Task description
Transcribe the records word for word, beginning with the first line and ending with the line that contains "Hey team, new labeling batch. Target class is brown"; include nothing else.

☆ ☆ ☆ ☆ ☆ ☆ ☆

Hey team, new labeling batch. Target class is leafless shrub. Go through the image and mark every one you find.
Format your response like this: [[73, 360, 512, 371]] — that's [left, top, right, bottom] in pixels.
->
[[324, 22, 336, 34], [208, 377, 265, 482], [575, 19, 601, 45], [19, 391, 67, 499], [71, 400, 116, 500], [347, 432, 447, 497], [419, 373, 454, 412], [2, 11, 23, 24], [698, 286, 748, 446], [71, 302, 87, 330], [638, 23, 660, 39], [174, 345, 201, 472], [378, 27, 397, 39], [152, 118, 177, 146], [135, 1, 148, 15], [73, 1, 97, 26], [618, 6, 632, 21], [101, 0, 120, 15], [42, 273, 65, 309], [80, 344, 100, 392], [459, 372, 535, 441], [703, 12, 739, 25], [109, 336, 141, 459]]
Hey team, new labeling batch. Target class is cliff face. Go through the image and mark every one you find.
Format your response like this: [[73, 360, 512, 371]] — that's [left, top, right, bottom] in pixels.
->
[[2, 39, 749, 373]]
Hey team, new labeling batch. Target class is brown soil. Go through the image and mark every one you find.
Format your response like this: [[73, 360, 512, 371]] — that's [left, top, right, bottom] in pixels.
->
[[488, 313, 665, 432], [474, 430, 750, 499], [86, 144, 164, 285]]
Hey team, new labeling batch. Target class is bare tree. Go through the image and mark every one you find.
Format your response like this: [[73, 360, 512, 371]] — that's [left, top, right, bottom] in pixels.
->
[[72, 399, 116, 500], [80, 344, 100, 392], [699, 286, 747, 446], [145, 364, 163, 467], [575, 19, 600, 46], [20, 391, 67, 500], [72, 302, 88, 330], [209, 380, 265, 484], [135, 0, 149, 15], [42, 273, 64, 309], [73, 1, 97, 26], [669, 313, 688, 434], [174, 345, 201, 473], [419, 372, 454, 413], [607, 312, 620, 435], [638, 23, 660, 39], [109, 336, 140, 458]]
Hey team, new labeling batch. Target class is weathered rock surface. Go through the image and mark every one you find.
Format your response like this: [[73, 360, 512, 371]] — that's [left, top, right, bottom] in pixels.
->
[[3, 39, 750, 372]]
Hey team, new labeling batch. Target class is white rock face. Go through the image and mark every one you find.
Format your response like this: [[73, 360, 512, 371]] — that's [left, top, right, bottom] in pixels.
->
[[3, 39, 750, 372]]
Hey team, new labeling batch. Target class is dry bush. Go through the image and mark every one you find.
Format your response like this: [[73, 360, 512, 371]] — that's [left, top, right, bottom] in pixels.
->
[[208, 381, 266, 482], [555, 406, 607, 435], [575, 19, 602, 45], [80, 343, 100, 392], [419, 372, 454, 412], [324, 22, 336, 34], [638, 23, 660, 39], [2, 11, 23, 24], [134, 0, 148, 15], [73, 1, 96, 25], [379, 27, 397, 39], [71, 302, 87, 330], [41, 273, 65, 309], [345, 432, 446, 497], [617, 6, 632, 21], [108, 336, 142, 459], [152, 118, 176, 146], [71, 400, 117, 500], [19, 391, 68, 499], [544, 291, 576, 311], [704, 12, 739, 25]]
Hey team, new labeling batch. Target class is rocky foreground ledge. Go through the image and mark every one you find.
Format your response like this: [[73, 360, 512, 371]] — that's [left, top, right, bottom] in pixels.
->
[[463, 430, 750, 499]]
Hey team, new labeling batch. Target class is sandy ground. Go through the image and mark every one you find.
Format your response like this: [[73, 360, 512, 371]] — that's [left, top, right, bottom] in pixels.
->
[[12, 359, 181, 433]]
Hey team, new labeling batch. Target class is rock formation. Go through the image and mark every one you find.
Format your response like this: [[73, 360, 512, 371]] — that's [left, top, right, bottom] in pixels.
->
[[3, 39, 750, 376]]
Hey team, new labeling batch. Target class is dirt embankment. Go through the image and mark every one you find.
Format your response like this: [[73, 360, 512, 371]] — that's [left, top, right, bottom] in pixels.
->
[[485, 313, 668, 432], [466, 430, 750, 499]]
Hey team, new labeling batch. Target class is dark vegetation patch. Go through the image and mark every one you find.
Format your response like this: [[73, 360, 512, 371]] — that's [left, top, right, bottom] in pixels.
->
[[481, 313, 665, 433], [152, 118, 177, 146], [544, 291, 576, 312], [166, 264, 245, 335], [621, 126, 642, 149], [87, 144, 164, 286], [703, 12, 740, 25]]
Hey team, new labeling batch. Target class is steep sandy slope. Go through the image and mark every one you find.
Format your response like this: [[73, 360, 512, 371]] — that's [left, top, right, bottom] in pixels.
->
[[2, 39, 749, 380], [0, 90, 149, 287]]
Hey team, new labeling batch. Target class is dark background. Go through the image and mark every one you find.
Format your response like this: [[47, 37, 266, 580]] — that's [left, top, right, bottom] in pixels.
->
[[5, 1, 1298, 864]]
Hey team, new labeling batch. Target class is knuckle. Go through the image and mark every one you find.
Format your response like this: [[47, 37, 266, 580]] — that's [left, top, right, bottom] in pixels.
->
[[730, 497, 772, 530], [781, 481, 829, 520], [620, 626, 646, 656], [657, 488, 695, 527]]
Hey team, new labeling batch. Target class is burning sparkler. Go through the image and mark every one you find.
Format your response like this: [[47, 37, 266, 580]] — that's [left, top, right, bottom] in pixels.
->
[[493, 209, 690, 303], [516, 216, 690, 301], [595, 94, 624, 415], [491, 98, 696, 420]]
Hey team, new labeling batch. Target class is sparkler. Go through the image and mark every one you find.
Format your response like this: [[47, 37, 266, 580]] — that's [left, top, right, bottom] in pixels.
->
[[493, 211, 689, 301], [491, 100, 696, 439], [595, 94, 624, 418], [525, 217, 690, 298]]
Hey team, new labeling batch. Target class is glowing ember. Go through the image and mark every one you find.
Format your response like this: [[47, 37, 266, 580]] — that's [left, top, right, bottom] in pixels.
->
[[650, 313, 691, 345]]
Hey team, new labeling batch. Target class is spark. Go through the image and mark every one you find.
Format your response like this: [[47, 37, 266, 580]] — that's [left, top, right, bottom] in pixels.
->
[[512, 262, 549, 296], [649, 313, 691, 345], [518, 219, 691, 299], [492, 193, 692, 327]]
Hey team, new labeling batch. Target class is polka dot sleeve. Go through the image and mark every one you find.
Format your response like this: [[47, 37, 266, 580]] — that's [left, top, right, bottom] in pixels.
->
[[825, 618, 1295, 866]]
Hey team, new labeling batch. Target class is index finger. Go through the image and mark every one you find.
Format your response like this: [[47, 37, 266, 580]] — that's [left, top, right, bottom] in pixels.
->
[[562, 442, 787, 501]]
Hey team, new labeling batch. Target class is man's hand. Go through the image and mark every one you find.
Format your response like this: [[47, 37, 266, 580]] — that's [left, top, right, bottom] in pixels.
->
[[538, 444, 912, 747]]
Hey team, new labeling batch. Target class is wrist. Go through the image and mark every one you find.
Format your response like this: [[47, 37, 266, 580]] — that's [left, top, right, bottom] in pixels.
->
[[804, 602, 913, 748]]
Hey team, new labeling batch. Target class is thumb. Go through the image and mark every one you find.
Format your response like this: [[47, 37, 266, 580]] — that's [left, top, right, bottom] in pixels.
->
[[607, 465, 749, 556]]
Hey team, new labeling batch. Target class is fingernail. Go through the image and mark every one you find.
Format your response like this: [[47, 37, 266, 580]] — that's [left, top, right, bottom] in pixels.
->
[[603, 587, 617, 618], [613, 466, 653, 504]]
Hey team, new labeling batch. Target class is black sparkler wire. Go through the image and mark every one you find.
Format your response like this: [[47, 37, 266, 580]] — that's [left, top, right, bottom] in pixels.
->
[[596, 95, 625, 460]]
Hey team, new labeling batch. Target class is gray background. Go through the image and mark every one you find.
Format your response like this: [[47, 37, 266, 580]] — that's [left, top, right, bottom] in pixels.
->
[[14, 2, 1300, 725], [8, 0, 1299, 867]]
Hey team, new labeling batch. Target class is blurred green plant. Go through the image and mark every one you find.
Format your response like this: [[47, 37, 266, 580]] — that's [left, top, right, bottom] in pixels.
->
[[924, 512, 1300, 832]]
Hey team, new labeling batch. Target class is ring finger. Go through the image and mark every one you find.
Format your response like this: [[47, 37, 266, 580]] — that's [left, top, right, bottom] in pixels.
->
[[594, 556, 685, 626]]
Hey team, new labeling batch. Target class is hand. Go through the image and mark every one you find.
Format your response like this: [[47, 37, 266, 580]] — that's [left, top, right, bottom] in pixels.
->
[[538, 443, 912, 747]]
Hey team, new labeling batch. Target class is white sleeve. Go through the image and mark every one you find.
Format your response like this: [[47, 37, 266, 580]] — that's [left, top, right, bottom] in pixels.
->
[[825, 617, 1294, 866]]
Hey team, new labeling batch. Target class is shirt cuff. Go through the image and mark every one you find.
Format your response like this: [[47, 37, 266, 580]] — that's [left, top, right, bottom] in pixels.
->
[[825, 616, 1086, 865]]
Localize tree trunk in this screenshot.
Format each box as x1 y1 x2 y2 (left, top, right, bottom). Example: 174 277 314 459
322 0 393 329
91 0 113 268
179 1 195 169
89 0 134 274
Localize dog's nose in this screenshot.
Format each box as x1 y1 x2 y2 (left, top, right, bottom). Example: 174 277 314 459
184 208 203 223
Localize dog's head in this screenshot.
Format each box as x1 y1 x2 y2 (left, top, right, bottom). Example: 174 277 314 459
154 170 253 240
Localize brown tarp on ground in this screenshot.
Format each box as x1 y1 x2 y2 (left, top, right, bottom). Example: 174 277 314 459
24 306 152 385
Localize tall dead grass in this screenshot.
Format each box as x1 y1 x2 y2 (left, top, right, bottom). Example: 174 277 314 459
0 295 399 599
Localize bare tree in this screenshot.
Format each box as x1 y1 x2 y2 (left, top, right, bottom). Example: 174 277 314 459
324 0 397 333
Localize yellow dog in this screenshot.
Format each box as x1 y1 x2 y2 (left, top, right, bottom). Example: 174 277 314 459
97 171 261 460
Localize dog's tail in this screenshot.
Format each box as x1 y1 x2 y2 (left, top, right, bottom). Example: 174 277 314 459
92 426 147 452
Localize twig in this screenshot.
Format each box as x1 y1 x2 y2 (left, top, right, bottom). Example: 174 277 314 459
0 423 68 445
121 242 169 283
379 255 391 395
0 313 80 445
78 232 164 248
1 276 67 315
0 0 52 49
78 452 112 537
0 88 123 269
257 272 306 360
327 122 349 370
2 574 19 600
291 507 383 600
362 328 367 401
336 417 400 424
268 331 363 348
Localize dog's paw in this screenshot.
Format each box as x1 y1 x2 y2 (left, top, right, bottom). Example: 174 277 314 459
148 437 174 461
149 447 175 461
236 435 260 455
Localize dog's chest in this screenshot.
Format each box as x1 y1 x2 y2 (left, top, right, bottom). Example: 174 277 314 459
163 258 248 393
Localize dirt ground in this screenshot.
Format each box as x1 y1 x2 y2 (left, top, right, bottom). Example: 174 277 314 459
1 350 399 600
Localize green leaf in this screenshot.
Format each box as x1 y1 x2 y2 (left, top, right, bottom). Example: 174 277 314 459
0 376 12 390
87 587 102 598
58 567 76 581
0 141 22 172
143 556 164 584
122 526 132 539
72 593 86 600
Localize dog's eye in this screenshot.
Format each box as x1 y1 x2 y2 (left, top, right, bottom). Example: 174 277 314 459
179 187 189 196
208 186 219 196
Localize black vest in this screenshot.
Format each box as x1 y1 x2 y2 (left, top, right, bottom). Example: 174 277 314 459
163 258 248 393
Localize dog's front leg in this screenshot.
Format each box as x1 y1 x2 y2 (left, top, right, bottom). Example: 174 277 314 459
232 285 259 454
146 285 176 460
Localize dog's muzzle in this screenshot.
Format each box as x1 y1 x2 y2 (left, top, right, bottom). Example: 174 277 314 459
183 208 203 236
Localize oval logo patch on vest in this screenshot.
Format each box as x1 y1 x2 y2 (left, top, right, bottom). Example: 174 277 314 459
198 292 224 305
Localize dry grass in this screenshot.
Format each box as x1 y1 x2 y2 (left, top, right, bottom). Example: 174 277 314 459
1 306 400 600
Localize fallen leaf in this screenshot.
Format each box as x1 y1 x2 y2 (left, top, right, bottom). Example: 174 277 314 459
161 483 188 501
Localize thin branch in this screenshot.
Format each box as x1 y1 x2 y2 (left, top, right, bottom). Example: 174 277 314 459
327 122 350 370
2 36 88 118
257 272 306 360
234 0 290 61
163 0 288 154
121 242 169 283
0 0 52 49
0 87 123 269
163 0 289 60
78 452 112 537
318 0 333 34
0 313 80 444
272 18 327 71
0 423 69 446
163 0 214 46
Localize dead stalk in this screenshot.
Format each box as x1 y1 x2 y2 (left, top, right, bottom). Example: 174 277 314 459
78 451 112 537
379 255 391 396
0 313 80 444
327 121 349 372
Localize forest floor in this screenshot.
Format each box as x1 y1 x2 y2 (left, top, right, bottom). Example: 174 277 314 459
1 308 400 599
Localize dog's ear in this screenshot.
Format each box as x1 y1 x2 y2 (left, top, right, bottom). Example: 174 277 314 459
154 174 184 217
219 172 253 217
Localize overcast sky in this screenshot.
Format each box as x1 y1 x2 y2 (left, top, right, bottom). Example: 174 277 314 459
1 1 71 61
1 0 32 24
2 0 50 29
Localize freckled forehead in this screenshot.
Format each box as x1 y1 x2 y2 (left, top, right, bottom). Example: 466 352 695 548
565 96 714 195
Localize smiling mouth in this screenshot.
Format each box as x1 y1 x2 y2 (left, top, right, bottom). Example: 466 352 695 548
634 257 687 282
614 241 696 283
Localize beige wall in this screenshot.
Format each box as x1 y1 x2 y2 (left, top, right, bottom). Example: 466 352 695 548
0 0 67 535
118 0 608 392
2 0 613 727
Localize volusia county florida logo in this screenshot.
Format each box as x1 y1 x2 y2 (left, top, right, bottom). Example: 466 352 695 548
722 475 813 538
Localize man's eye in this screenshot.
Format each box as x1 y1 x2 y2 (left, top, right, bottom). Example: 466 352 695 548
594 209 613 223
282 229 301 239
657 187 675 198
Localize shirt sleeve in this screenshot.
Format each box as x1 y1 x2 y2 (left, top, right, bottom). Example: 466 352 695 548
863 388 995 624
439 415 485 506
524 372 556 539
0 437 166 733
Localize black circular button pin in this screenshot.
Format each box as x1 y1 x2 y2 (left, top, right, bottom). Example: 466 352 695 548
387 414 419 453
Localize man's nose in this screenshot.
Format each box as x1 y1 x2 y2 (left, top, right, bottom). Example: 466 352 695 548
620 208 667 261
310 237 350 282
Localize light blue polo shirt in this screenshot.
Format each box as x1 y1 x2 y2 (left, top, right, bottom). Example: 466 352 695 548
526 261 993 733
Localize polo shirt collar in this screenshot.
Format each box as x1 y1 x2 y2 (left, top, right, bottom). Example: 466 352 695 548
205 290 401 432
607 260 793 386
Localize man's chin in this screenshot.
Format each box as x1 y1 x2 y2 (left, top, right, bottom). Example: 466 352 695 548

☆ ☆ ☆ ☆ ☆ ☆ ☆

Output for this exercise
Hey team, new labeling batch. Target class is leafless shrub. Go through the image and mark every one you find.
Format your response like this: [[73, 360, 512, 371]] — that's [left, top, right, bottom] in pixels.
->
[[324, 22, 336, 34], [208, 377, 265, 482], [575, 19, 601, 45], [19, 391, 67, 499], [71, 400, 116, 500], [347, 432, 447, 497], [419, 373, 454, 412], [2, 11, 23, 24], [698, 286, 748, 446], [71, 302, 87, 330], [638, 23, 660, 39], [174, 345, 201, 472], [378, 27, 397, 39], [152, 118, 177, 146], [135, 1, 148, 15], [73, 1, 97, 26], [618, 6, 632, 21], [101, 0, 120, 15], [42, 273, 65, 309], [80, 344, 100, 392], [459, 372, 535, 441], [703, 12, 739, 25], [109, 336, 141, 459]]
Hey team, new labeling batch. Target class is cliff face. Go through the image and mark every one you find.
Format your response like this: [[73, 360, 512, 371]] — that's [left, top, right, bottom] in pixels.
->
[[2, 39, 749, 373]]
Hey team, new labeling batch. Target class is brown soil. Go through the image and mark every one you find.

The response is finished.